### Текст для чтения
>>

50-е годы были наиболее напряженным и творчески плодотворным периодом жизни Аксакова. В преклонном возрасте, почти совсем ослепший, он переживает необычайный подъем своих духовных сил. Его литературная деятельность приобретает огромный размах. В Аксакове усиливается интерес к различным явлениям современной общественной жизни, и это все более возбуждает его творческую энергию. Он ведет обширную переписку, в которой отражаются его напряженные раздумья о современном положении дел в России, о проблемах искусства и литературы.

Любопытным эпизодом биографии писателя в этом десятилетии является его сотрудничество в газете «Молва». Она издавалась в течение восьми с половиной месяцев 1857 года (начиная с 13 апреля) и ничего общего не имела с надеждинской «Молвой». К участию в этом новом издании был привлечен С. Т. Аксаков. Здесь были им опубликованы два «Отрывка из очерков помещичьего быта 1800 годов», представлявшие собой фрагменты из повести «Наташа». Кроме того, Аксаков напечатал в газете ряд полемических заметок и «Писем к редактору „Молвы“». Из них особенно интересно первое письмо, содержащее воспоминание о «Молве» 1832 года, о «битве за Мочалова против Каратыгина», о «полемических выходках против издателя „Телеграфа“» и т. д.

В следующем, 1858 году Аксаков принял участие в публичном выступлении группы писателей и ученых против нашумевшей в свое время грубой антисемитской выходки журнала «Иллюстрация». Под протестом, напечатанным на страницах «Русского вестника», стояли также имена Чернышевского и Шевченко.[47]

В последнее десятилетие своей жизни Аксаков окончательно сформировался как художник-реалист. В эти годы стали значительно более глубокими и зрелыми его теоретические взгляды на искусство. Самым важным завоеванием эстетической мысли Аксакова было осознание им того, что значительность произведения искусства определяется мерой правдивого отображения в нем действительности. Эта истина, которую впервые он начал постигать много лет назад, еще в ту пору, когда вел борьбу за Мочалова и Щепкина на страницах «Московского вестника», «Галатеи» и надеждинской «Молвы», стала теперь основой его эстетических взглядов. Аксаков окончательно понял, что вне жизненной правды немыслимо никакое искусство. С полной убежденностью писал он однажды: «Идеализация в художестве для меня недоступна».[48]

Продолжатель реалистических традиций 30–40-х годов, Аксаков дожил до конца 50-х годов, когда в русской литературе утверждались новые идеи и стремления, теоретически формулировавшиеся в статьях Чернышевского и Добролюбова, а художественно претворявшиеся в стихах Некрасова и в прозе Салтыкова-Щедрина. Автор «Семейной хроники» с интересом присматривался к этому новому направлению в русской литературе. Идейно Аксаков был ему враждебен,[49] но как художник не мог не почувствовать той свежести и полноты жизненной правды, той серьезности мысли, которой дышали произведения Некрасова и Салтыкова-Щедрина.[50]

В 1854 году Аксаков сделал любопытное признание в одном письме: «Я уважаю серьезное направление настоящего времени», но тут же поспешил добавить, что ему уже поздно менять своих кумиров, что он любит искусство для искусства и не допускает, «чтобы оно могло быть сознательным орудием какой-нибудь мысли, как бы ни была та важна и высока».[51]

Конечно, здесь не следует принимать всерьез рассуждение об искусстве для искусства, оно выражено с явно полемическим задором и ни в малейшей степени не отражало ни эстетических убеждений Аксакова, ни тем более – его позиций как художника.

<<

### Задания
A - Воспроизведите без изменений фрагмент текста об Аксакове. Начните со слов "50-е годы были" и остановитесь после слов "искусства и литературы.".
B - Сколько времени, согласно тексту об Аксакове, издавалась газета «Молва», в которой он сотрудничал в 1857 году?
C - Перечислите всех писателей, чьи статьи, стихи или проза, по словам текста об Аксакове, выражали новые идеи и стремления русской литературы конца 50-х годов.

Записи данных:
>>

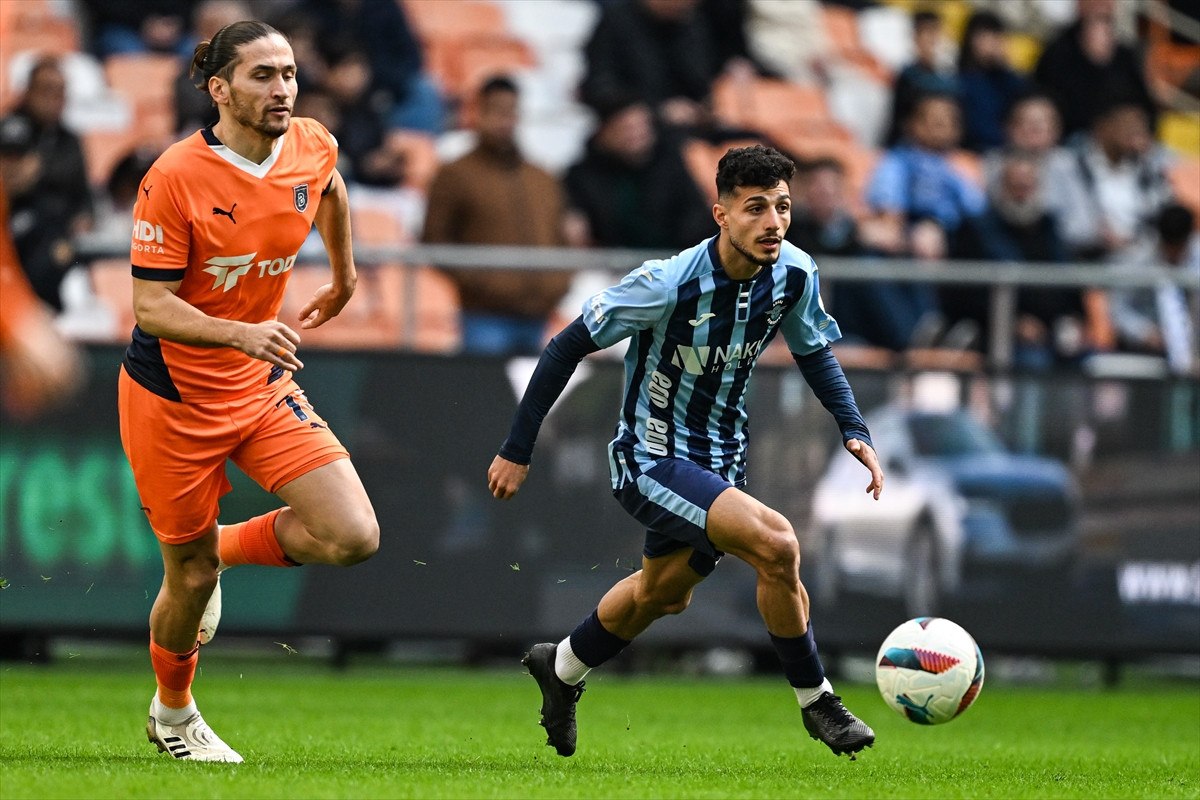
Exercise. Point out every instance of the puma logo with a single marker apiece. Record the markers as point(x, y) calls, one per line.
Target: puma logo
point(228, 214)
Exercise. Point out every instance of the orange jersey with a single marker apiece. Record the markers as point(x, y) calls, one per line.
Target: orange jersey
point(229, 229)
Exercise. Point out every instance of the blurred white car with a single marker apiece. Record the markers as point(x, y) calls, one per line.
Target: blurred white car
point(958, 510)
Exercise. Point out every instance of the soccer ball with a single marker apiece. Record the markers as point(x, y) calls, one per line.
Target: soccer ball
point(929, 669)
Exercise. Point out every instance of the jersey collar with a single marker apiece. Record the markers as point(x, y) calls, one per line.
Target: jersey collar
point(241, 162)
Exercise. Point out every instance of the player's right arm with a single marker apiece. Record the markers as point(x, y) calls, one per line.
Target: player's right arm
point(160, 312)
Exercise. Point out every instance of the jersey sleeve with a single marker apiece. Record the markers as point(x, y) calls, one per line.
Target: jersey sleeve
point(161, 239)
point(635, 304)
point(808, 328)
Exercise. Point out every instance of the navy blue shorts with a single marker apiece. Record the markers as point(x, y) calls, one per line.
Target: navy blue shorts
point(672, 500)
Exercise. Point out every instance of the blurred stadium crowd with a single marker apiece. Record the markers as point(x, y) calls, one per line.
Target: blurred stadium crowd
point(1044, 131)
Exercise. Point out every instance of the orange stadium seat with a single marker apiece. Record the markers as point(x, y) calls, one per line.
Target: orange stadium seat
point(420, 156)
point(394, 307)
point(113, 284)
point(448, 19)
point(1185, 176)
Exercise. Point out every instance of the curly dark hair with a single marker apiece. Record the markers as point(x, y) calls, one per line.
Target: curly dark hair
point(754, 166)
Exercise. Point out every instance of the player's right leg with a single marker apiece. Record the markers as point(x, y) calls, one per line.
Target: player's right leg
point(178, 452)
point(761, 536)
point(174, 725)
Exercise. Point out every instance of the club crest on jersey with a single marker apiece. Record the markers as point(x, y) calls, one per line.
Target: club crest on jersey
point(777, 313)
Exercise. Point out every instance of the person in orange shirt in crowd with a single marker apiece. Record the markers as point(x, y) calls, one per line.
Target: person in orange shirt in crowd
point(208, 376)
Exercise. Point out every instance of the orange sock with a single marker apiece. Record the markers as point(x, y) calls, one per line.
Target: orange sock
point(252, 542)
point(174, 672)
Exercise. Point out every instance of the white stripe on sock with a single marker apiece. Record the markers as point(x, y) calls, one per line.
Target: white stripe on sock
point(568, 666)
point(807, 696)
point(167, 715)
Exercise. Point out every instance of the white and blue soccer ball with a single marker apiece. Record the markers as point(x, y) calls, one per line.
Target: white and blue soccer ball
point(929, 669)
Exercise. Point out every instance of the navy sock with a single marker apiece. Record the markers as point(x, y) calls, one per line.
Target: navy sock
point(802, 666)
point(592, 644)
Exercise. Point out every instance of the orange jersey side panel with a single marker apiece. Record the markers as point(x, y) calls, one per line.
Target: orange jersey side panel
point(232, 233)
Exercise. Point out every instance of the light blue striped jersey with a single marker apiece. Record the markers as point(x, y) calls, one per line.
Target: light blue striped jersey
point(695, 336)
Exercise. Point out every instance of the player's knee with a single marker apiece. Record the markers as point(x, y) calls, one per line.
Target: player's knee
point(357, 541)
point(198, 576)
point(661, 602)
point(779, 553)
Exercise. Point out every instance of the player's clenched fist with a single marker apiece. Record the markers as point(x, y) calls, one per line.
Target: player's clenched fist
point(504, 477)
point(273, 342)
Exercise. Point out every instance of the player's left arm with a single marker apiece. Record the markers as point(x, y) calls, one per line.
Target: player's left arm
point(333, 223)
point(809, 330)
point(825, 376)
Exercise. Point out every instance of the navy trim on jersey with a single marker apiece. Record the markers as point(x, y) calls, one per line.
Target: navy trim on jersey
point(145, 365)
point(166, 276)
point(828, 382)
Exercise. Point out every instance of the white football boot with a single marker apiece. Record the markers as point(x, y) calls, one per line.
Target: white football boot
point(191, 739)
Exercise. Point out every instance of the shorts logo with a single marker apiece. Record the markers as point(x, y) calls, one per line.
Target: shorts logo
point(227, 269)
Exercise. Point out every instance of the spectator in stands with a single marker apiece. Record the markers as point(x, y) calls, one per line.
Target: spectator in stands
point(988, 85)
point(1161, 320)
point(39, 367)
point(195, 109)
point(1121, 182)
point(57, 203)
point(916, 197)
point(1086, 65)
point(822, 222)
point(631, 188)
point(145, 26)
point(1051, 324)
point(660, 50)
point(790, 38)
point(360, 122)
point(917, 204)
point(382, 32)
point(114, 206)
point(930, 73)
point(1033, 131)
point(492, 196)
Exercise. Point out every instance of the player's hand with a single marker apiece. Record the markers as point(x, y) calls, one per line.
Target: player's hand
point(273, 342)
point(327, 302)
point(865, 453)
point(504, 477)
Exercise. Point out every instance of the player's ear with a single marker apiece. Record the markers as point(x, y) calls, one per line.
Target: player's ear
point(219, 90)
point(720, 215)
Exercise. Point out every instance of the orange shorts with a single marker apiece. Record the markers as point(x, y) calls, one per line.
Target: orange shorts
point(178, 450)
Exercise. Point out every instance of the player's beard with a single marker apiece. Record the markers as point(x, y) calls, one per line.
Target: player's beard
point(761, 260)
point(259, 121)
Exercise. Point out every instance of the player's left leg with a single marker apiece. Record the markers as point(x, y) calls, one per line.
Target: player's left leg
point(661, 587)
point(744, 527)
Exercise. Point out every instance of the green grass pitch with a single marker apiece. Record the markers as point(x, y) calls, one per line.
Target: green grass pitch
point(75, 729)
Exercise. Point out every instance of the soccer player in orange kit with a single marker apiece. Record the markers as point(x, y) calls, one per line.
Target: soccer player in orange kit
point(208, 376)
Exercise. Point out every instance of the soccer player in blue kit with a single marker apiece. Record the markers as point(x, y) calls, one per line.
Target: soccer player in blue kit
point(696, 324)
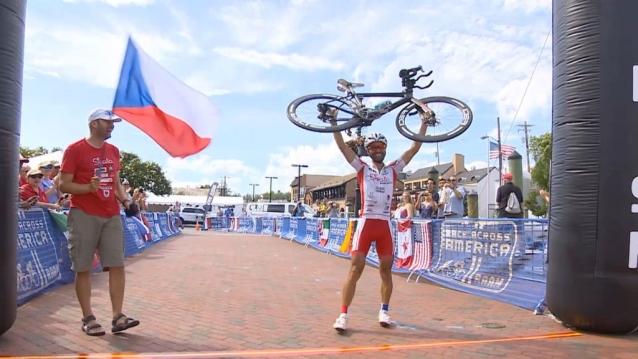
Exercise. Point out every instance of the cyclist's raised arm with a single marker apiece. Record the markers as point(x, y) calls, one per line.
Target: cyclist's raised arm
point(348, 153)
point(416, 145)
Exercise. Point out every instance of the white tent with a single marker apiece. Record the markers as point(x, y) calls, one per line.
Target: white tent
point(53, 156)
point(168, 200)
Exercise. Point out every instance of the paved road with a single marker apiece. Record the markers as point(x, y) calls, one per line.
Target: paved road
point(235, 295)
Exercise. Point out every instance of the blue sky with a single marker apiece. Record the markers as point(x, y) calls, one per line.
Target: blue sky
point(254, 57)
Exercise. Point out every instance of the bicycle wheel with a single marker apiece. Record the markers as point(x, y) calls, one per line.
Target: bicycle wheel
point(299, 115)
point(451, 119)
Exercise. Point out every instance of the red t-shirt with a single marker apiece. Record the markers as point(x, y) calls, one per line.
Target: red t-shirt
point(83, 161)
point(26, 192)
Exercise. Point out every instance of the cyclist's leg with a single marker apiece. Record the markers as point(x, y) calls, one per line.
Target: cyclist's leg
point(385, 250)
point(361, 241)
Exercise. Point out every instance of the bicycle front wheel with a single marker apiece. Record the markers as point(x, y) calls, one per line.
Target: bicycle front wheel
point(308, 112)
point(451, 119)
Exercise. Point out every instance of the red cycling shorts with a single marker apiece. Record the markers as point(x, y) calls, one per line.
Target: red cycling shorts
point(373, 230)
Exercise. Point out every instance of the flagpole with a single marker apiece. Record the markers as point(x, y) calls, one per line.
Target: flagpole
point(487, 208)
point(500, 152)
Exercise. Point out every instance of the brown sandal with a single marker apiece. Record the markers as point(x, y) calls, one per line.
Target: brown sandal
point(89, 329)
point(127, 324)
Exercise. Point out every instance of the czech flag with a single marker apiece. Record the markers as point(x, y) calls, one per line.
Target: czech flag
point(181, 120)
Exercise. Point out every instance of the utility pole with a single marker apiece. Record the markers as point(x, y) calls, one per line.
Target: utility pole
point(270, 192)
point(224, 189)
point(526, 130)
point(299, 167)
point(500, 152)
point(254, 185)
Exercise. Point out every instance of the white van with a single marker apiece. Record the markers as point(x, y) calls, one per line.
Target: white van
point(276, 209)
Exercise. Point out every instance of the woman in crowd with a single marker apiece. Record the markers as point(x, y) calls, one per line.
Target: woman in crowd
point(32, 189)
point(426, 205)
point(406, 209)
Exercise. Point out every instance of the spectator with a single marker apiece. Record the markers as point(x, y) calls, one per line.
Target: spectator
point(32, 189)
point(91, 173)
point(427, 205)
point(503, 199)
point(49, 185)
point(452, 197)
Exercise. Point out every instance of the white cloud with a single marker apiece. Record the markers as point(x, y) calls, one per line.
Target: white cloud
point(93, 55)
point(324, 159)
point(268, 60)
point(115, 3)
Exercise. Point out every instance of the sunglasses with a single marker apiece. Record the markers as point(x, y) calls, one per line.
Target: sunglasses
point(379, 146)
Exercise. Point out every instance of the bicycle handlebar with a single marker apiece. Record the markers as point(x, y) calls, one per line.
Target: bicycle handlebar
point(409, 73)
point(408, 81)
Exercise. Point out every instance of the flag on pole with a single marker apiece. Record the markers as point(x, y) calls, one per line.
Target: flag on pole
point(179, 119)
point(506, 150)
point(422, 246)
point(405, 250)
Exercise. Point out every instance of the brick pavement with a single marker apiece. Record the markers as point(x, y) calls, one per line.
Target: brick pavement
point(233, 293)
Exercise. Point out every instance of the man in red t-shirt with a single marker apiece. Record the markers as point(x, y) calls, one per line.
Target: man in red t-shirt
point(90, 174)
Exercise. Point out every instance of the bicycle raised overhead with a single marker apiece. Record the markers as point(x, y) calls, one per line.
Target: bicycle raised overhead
point(354, 113)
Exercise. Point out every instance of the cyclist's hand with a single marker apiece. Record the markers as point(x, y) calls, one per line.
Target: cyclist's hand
point(425, 116)
point(332, 113)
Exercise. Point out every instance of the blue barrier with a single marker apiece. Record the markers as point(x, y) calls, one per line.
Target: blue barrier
point(501, 259)
point(43, 256)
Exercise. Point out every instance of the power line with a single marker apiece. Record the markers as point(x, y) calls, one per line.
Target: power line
point(224, 189)
point(528, 83)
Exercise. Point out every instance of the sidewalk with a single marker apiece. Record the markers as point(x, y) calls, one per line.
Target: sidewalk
point(235, 295)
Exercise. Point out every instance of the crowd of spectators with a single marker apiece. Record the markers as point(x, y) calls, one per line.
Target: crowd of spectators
point(38, 184)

<<

### Ответы
A -
50-е годы были наиболее напряженным и творчески плодотворным периодом жизни Аксакова. В преклонном возрасте, почти совсем ослепший, он переживает необычайный подъем своих духовных сил. Его литературная деятельность приобретает огромный размах. В Аксакове усиливается интерес к различным явлениям современной общественной жизни, и это все более возбуждает его творческую энергию. Он ведет обширную переписку, в которой отражаются его напряженные раздумья о современном положении дел в России, о проблемах искусства и литературы.

B - Она издавалась восемь с половиной месяцев 1857 года, начиная с 13 апреля.

C - Чернышевский, Добролюбов, Некрасов, Салтыков-Щедрин.